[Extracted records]
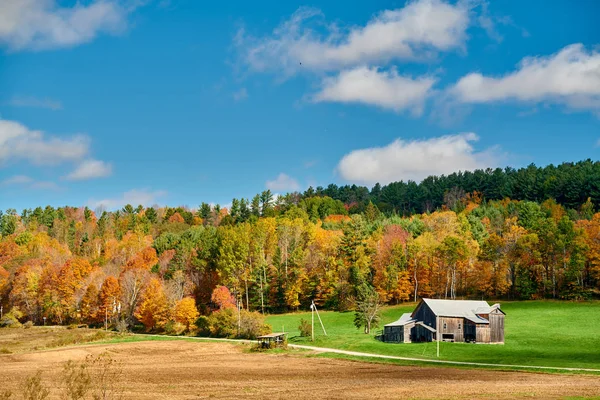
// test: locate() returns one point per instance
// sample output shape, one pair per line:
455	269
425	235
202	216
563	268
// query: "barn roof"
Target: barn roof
404	319
468	309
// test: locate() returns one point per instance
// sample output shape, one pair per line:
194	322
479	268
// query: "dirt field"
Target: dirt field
186	370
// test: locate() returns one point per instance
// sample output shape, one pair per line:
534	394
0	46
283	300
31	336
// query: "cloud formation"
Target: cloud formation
34	102
28	182
44	24
134	197
384	89
19	143
90	169
283	182
570	77
418	30
17	180
416	159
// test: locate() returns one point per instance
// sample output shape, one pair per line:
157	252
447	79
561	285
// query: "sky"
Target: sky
178	102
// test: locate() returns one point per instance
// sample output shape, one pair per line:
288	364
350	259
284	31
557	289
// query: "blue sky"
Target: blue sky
178	102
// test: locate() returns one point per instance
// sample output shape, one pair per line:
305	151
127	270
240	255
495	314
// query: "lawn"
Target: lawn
538	333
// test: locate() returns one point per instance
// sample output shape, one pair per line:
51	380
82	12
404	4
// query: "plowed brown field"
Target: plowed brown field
187	370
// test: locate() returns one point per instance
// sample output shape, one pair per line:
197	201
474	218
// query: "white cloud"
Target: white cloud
283	182
134	197
90	169
416	159
570	77
44	185
385	89
416	31
29	183
241	94
44	24
17	180
34	102
17	142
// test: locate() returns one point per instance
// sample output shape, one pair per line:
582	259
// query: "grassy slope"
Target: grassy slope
542	333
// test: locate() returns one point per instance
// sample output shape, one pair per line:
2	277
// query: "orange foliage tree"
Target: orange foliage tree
108	299
223	298
153	312
186	312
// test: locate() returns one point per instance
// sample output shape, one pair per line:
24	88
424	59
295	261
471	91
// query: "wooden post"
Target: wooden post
437	334
318	316
312	314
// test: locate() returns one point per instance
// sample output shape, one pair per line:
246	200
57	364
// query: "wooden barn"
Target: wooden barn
459	321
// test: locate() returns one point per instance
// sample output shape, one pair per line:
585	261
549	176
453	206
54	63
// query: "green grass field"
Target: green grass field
538	333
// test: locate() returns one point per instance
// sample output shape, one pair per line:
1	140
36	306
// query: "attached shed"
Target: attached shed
399	331
459	321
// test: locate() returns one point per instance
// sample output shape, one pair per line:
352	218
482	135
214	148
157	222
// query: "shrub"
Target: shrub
33	389
121	326
224	323
305	328
203	326
186	312
76	380
11	318
174	328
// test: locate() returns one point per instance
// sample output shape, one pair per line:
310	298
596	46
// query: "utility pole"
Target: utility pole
312	315
437	334
313	305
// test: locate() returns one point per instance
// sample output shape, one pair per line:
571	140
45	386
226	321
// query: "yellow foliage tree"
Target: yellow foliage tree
186	312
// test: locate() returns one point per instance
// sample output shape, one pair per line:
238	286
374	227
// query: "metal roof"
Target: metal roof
426	326
272	335
404	319
460	308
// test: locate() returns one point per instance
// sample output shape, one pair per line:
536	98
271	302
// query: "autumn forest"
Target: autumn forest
530	233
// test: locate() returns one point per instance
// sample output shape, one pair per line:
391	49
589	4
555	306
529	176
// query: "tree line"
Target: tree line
161	265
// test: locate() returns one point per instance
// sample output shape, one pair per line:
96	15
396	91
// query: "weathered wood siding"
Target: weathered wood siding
496	327
483	333
421	334
407	336
393	334
423	313
454	326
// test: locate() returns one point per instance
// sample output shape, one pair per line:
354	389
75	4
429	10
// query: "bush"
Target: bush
252	324
224	323
174	328
305	328
11	318
203	326
121	326
34	389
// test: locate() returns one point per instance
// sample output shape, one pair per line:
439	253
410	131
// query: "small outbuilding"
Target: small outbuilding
459	321
271	340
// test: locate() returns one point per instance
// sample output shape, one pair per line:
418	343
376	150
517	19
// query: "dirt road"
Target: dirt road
195	370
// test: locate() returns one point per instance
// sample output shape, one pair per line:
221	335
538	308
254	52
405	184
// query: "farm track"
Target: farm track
413	359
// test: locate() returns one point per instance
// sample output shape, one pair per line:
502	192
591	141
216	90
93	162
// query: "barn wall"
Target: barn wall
407	337
423	313
393	334
483	333
497	327
453	325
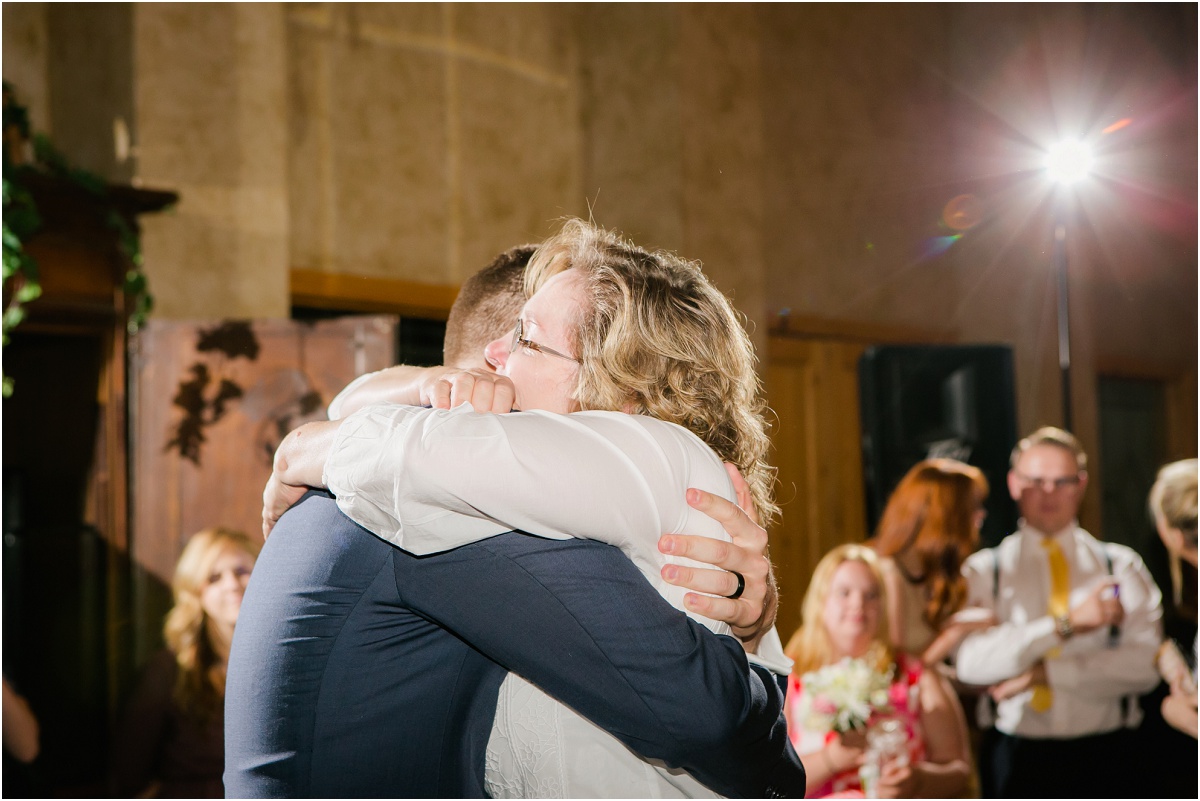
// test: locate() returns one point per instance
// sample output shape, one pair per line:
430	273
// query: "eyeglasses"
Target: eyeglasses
1049	485
519	341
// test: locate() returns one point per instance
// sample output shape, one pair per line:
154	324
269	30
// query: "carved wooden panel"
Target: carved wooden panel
210	402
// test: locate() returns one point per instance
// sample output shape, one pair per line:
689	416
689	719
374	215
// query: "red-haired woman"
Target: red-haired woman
929	527
172	740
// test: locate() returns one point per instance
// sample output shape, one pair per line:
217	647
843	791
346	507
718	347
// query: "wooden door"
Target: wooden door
813	387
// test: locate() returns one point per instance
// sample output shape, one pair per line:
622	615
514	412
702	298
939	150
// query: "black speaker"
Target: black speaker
922	402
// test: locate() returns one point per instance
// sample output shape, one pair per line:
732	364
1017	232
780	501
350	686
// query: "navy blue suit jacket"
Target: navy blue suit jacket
361	670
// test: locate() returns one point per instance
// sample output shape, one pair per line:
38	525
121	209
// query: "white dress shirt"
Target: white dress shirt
1091	673
429	480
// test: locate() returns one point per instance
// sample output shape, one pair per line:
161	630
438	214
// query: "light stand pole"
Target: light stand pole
1060	265
1067	163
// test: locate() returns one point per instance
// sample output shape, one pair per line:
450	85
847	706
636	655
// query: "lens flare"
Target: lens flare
963	212
1068	161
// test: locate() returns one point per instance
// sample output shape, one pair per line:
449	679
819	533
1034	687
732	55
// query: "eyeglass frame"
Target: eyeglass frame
533	345
1038	482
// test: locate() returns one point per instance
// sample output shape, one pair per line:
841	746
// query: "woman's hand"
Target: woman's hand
753	613
445	387
299	465
898	780
1032	678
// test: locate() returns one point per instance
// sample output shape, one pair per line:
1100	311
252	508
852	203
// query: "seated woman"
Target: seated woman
171	742
844	616
635	380
929	527
1173	504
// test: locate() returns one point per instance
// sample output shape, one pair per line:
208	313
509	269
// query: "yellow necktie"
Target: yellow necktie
1059	606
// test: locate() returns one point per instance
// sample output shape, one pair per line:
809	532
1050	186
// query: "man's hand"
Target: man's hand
445	387
1017	685
754	613
954	631
898	780
1101	608
1180	710
299	465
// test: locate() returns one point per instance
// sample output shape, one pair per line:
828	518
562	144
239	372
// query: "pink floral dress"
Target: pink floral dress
906	708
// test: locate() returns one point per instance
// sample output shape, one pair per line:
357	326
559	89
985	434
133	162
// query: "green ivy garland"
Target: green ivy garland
22	221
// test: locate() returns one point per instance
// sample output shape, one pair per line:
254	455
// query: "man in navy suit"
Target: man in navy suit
361	670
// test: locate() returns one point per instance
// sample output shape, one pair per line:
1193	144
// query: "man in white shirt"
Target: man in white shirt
1079	626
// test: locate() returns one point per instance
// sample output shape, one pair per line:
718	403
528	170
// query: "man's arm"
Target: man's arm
1101	667
579	620
990	656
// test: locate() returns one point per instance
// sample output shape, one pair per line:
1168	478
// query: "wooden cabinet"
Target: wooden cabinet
65	485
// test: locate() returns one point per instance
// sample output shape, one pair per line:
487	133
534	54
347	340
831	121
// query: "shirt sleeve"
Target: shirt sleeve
1101	667
1006	650
429	480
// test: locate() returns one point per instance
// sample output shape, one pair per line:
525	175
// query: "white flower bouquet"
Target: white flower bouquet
844	696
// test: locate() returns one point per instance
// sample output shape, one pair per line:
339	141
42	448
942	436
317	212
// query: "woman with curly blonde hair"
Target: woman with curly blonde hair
843	618
635	381
928	529
172	738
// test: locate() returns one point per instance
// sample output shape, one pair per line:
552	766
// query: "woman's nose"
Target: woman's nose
497	353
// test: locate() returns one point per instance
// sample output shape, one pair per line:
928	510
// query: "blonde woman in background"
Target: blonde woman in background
844	616
171	744
928	529
1173	503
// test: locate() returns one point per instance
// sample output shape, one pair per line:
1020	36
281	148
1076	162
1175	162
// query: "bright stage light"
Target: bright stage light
1068	162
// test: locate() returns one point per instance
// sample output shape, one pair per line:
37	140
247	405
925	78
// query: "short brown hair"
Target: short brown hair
487	305
1055	437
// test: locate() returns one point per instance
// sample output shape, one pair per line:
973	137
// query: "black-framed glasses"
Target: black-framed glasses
519	341
1049	485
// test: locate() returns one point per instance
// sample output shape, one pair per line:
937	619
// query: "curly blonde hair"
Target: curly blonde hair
810	648
199	685
658	338
933	511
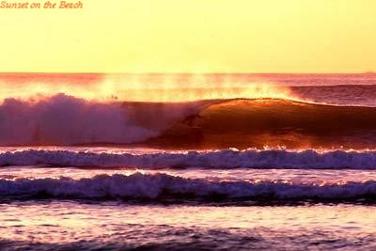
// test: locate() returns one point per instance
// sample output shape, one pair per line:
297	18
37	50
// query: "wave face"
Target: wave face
160	186
224	159
65	120
271	122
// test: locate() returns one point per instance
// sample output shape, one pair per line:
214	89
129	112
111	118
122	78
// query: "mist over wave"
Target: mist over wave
66	120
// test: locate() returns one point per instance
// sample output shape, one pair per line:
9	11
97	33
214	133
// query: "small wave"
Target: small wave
160	186
211	124
220	159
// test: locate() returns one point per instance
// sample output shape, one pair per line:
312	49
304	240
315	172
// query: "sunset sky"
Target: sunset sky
192	36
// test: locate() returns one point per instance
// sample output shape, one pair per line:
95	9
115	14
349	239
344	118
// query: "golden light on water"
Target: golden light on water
167	89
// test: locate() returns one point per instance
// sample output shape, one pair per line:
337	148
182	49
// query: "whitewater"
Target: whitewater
290	172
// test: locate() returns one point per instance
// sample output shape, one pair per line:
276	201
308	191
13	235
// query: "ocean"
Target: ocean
293	171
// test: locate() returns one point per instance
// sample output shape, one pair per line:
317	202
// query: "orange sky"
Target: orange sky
192	36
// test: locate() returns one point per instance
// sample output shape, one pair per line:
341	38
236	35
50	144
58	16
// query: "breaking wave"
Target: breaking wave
161	186
213	124
220	159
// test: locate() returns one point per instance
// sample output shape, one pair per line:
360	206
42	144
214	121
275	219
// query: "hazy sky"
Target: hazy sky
192	36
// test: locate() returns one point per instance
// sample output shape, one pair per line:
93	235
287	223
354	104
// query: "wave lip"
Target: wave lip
161	186
221	159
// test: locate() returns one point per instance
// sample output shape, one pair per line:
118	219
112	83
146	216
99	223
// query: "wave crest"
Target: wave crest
225	159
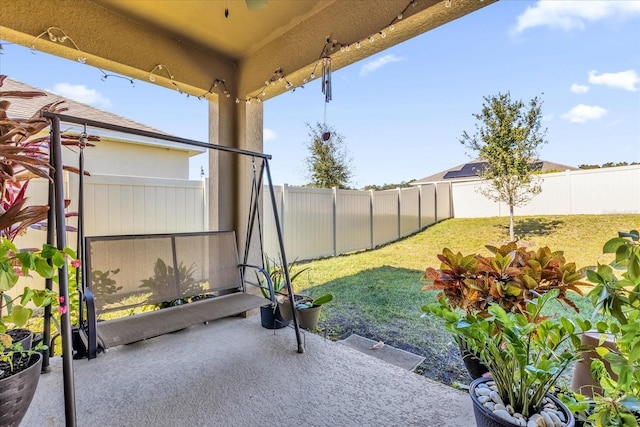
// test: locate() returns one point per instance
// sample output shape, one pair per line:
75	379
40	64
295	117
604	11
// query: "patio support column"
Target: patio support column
237	125
222	131
250	130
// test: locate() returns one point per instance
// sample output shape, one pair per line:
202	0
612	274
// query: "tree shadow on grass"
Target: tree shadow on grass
384	304
533	227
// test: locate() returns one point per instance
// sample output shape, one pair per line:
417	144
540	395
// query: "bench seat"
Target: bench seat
126	330
196	277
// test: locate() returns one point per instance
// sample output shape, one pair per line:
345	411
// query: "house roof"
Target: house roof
466	171
24	108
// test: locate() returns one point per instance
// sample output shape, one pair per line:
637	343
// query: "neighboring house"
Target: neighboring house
469	171
136	185
114	154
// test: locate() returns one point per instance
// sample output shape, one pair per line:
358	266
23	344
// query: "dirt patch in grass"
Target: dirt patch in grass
442	359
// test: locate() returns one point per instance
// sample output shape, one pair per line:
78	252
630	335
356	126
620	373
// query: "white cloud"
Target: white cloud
583	113
373	65
576	88
268	134
627	80
569	15
82	94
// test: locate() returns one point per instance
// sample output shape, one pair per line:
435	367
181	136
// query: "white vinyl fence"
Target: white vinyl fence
319	222
590	191
326	222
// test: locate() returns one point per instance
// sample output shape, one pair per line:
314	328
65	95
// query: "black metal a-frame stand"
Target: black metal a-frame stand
56	202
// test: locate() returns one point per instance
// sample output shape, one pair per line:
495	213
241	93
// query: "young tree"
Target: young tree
328	164
507	138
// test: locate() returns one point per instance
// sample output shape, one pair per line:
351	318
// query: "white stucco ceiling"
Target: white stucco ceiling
196	44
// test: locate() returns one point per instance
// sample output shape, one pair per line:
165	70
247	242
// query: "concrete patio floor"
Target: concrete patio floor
233	372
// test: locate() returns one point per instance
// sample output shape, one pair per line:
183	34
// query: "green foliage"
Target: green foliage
510	278
618	295
16	312
275	270
525	352
328	164
508	138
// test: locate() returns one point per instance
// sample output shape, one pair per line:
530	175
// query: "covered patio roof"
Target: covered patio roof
192	45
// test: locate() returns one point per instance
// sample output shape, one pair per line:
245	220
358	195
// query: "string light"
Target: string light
58	35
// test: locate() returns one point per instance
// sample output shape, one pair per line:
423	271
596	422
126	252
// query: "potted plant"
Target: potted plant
307	309
23	156
510	278
525	353
270	314
615	401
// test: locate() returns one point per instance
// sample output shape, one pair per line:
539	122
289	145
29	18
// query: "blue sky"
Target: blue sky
402	111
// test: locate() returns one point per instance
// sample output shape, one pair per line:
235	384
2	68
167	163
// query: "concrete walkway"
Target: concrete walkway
233	372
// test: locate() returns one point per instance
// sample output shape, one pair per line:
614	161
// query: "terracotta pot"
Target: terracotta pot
582	381
485	418
16	393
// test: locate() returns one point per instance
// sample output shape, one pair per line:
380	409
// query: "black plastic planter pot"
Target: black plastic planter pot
16	393
486	418
474	367
271	319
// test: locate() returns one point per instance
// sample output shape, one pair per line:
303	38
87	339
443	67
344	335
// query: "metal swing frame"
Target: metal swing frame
57	217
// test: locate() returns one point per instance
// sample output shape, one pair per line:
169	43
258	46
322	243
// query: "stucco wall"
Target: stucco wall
110	157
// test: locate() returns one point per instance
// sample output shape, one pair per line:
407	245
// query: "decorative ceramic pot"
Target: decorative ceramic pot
16	393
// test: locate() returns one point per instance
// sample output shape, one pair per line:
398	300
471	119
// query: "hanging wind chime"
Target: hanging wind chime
326	90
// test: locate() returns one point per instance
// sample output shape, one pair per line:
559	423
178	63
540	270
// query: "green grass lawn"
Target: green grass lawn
377	293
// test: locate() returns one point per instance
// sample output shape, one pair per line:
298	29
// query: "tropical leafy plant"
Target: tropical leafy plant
275	270
24	156
525	352
511	277
617	295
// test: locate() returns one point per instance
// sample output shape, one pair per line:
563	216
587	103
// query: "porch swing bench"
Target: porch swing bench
194	277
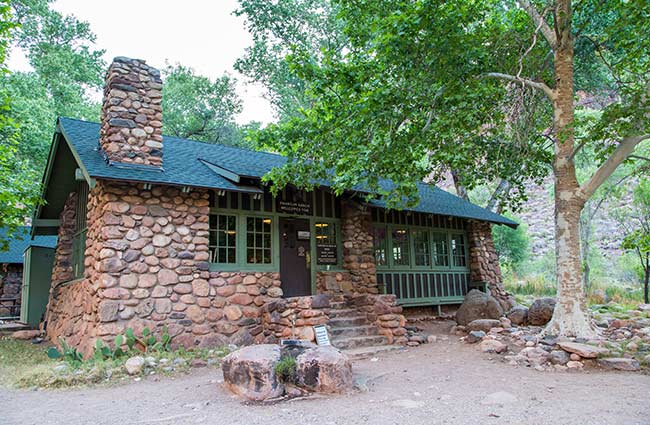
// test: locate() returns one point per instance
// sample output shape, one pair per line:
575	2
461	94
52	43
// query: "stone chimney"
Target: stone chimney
131	131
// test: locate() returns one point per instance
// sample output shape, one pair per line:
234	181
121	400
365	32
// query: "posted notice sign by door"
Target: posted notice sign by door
326	254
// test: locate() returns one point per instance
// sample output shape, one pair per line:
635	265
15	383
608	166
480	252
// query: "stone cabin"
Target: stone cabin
13	261
161	231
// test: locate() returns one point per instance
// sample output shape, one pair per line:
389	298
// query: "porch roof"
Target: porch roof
19	242
213	166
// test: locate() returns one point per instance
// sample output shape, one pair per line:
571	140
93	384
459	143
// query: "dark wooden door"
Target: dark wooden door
295	258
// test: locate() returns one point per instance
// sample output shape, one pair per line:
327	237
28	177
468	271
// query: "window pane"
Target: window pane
400	247
379	242
258	240
223	238
458	250
439	250
421	242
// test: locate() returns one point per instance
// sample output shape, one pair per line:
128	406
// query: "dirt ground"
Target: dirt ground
447	382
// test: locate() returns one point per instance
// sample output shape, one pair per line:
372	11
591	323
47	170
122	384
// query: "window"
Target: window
400	247
439	246
223	239
421	246
458	250
258	240
379	246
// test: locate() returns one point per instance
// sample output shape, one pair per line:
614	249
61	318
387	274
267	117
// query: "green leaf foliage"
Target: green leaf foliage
199	108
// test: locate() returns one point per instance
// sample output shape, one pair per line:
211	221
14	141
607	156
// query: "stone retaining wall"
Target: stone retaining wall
383	311
11	282
294	317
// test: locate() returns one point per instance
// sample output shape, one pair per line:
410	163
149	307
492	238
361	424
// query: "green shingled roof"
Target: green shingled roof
19	242
188	163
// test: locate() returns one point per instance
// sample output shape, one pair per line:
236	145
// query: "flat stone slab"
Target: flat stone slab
250	371
324	369
620	363
583	350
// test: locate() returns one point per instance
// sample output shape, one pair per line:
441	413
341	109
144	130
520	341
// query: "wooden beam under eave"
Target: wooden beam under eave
46	222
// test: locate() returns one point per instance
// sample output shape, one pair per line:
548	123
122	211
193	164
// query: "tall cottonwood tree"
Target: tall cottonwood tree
570	317
421	86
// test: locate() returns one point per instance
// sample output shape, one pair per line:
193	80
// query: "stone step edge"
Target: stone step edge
365	352
361	338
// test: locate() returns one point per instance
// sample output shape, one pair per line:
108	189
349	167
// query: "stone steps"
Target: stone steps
350	331
349	321
359	341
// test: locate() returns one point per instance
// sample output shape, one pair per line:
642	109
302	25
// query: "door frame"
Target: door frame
310	226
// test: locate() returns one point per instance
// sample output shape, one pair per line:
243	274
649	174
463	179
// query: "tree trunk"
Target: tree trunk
570	317
646	279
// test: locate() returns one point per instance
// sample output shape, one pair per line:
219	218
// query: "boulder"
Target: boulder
518	315
250	372
559	357
535	356
493	346
541	311
619	363
324	369
478	305
134	365
583	350
25	335
483	325
475	336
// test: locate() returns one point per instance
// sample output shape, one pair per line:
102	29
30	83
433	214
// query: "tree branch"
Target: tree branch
530	83
494	203
620	154
538	21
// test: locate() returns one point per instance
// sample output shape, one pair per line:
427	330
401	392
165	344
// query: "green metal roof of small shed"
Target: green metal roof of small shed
184	164
20	241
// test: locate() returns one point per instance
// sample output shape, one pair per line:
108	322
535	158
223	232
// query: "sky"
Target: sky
202	34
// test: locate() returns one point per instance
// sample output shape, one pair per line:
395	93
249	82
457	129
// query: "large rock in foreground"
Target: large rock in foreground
583	350
324	370
478	305
541	311
250	372
620	363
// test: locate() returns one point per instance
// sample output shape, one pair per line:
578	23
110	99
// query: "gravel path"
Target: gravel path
447	382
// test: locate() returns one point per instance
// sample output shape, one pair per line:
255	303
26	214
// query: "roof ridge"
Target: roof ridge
184	140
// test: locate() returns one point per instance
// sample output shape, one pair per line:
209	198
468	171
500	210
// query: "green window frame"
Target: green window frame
259	240
440	251
223	239
421	247
380	245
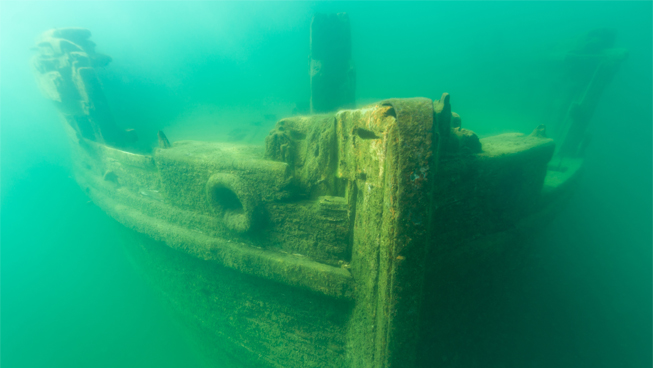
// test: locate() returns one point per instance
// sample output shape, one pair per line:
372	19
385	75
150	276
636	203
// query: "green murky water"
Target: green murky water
208	70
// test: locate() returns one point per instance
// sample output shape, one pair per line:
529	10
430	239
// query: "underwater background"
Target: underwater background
228	70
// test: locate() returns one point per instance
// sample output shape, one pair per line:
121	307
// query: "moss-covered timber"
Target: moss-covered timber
354	218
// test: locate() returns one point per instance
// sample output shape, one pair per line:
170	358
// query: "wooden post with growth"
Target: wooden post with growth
331	69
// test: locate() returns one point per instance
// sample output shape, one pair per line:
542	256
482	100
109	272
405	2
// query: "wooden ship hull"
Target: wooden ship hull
334	244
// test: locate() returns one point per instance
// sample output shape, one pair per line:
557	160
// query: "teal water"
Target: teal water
70	296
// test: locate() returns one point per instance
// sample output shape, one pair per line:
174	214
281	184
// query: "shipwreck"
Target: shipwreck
336	242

AIM OF THE TASK: Copy each line of the material above that contains the string "sleeve", matching case exactly.

SOLUTION TO THE EXERCISE:
// query: "shirt sleeve"
Target: shirt sleeve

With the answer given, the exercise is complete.